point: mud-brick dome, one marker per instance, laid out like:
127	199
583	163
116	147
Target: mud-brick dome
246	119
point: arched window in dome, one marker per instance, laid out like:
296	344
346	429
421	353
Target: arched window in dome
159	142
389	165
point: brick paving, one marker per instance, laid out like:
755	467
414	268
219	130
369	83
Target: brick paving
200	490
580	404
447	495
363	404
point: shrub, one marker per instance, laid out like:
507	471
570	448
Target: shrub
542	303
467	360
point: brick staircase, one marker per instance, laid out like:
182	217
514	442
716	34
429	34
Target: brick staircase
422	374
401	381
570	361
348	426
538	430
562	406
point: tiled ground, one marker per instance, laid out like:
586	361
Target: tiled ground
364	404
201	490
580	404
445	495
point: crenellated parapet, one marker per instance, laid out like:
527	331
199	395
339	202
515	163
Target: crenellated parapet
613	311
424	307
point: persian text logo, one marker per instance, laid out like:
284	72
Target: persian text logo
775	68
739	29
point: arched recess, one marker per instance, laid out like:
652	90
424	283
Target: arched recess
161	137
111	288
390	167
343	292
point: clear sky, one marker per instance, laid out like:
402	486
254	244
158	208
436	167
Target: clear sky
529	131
:::
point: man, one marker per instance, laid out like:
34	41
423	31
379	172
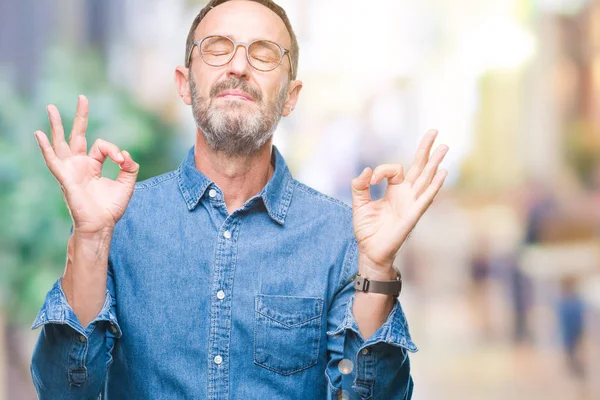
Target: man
:::
#### [TASK STATEMENT]
Reproduce word for word the lines of the items above, from the line containing "point: man, one" through the line containing "Target: man", both included. Omit any pictures from your answer.

#### [OUTPUT]
point: man, one marker per instance, laid out like:
34	41
423	31
379	172
Target: man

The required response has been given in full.